## Your assignment
Filter the data below for the string "would" and copy each matching line.

· · · ·

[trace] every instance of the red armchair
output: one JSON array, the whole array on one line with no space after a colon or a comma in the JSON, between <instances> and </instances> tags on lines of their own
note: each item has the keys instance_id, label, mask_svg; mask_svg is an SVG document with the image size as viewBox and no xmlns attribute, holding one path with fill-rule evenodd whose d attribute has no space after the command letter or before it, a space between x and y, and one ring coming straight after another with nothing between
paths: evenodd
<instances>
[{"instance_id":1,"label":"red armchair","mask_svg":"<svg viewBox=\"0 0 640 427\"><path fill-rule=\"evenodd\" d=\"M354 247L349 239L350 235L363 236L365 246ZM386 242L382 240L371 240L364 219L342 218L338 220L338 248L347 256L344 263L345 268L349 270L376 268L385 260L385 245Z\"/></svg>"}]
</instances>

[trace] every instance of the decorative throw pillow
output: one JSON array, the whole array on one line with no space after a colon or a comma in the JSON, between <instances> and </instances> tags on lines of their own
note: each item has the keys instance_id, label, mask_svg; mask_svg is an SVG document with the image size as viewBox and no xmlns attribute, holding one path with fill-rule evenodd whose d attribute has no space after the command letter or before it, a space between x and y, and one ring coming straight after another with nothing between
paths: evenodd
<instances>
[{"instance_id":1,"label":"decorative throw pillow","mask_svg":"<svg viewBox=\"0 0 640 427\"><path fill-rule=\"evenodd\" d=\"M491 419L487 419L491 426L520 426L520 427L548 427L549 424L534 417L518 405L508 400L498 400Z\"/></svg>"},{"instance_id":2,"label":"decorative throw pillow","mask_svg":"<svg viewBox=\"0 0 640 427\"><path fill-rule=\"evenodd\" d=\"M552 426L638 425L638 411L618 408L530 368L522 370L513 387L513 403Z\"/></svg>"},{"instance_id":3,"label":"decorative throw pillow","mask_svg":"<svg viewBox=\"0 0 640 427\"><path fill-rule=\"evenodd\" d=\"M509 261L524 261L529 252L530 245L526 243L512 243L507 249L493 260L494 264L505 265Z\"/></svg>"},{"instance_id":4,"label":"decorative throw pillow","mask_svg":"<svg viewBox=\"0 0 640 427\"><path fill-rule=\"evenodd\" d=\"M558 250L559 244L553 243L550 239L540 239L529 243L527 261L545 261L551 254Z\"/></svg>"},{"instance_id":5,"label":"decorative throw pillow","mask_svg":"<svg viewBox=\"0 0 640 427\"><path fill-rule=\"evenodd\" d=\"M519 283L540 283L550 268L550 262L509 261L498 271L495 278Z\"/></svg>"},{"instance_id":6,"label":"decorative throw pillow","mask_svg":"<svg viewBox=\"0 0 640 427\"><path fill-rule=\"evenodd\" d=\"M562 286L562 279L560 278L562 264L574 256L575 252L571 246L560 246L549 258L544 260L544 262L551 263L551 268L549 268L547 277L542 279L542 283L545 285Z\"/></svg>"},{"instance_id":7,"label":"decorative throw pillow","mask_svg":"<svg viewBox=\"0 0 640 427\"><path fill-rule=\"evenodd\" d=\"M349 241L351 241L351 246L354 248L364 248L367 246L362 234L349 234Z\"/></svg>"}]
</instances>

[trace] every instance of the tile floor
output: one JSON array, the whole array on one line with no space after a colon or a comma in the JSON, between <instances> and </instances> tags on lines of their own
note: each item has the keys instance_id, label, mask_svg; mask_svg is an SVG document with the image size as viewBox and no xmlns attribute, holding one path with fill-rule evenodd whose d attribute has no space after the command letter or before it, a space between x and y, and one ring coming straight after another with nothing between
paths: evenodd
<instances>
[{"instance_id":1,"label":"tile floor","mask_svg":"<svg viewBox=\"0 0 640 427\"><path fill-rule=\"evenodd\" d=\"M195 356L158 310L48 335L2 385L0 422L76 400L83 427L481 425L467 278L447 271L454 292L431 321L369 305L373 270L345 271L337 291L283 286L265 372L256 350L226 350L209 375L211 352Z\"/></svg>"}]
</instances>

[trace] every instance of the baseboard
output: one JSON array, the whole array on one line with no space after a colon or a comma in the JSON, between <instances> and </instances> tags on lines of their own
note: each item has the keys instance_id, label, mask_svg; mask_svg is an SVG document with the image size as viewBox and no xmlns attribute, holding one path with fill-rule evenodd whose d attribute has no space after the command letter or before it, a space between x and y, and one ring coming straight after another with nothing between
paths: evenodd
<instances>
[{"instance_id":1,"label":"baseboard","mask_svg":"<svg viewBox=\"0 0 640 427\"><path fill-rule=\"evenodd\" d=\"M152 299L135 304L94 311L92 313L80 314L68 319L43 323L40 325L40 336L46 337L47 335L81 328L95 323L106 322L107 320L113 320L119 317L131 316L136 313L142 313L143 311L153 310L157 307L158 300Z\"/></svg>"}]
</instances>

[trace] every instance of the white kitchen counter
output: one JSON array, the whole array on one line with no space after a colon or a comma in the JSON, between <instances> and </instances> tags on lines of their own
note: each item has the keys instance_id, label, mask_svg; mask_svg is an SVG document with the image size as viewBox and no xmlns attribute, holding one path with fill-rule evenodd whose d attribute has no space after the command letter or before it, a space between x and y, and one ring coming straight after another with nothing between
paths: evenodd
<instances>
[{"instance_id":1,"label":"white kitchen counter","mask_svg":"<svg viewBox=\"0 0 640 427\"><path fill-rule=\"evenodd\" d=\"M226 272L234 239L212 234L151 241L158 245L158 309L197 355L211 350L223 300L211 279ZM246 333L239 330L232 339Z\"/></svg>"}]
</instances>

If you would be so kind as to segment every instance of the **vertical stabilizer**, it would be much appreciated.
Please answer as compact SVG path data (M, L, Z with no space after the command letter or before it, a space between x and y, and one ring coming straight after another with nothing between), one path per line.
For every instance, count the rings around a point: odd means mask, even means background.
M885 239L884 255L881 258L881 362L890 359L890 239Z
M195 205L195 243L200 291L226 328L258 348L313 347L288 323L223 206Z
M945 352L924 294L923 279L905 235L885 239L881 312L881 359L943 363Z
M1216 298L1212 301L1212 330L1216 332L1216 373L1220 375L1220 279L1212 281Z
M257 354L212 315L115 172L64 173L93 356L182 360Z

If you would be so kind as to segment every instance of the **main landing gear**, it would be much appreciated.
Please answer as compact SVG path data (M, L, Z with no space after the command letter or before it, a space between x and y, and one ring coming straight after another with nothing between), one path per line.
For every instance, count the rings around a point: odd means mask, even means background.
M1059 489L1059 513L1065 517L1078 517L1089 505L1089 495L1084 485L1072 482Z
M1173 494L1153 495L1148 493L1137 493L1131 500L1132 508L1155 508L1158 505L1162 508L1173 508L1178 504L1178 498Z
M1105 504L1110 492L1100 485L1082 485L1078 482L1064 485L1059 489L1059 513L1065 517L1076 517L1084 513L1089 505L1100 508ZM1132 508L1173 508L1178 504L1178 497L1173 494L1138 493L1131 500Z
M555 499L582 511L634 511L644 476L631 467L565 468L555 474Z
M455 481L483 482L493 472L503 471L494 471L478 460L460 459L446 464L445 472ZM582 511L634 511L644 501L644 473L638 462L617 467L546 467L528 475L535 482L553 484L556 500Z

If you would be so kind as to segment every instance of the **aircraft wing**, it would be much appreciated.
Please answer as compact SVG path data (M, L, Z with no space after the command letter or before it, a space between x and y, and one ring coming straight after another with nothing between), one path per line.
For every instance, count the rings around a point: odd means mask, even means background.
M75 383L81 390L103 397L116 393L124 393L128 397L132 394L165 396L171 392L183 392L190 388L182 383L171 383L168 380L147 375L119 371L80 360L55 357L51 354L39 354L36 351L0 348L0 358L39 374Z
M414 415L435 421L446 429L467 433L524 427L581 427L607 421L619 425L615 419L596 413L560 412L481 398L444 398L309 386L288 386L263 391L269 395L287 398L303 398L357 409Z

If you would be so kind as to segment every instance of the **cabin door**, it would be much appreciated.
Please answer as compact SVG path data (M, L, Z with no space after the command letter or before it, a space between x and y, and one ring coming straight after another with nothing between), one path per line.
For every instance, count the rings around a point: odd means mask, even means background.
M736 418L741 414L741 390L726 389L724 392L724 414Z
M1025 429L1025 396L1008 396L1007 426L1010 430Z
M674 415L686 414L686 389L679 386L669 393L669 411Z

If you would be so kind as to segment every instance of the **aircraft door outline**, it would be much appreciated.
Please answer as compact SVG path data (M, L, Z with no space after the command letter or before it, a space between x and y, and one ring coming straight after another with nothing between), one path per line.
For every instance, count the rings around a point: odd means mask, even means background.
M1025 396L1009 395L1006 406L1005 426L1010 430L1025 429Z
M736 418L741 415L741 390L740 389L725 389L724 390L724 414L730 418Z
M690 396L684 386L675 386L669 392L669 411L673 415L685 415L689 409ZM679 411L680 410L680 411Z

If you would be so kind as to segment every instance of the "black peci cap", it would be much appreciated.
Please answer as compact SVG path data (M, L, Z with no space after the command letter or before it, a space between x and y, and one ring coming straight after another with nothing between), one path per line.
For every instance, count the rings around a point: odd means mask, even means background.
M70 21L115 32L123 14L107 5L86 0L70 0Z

· · · ·

## Worked solution
If you would be so kind as to segment every instance of the **vertical stabilizer**, it would be much appreciated.
If you would be so kind as to segment every instance of the **main landing gear**, it would be much appreciated.
If you would be so kind as to segment every instance of the **aircraft wing**, it would be much appreciated.
If you would be so kind as to segment every instance of the **cabin door**, it would be much appreciated.
If you would be so kind as to segment every instance of the **aircraft door outline**, it would be much appreciated.
If you would be so kind as to segment every instance of the "black peci cap", it would be much appreciated.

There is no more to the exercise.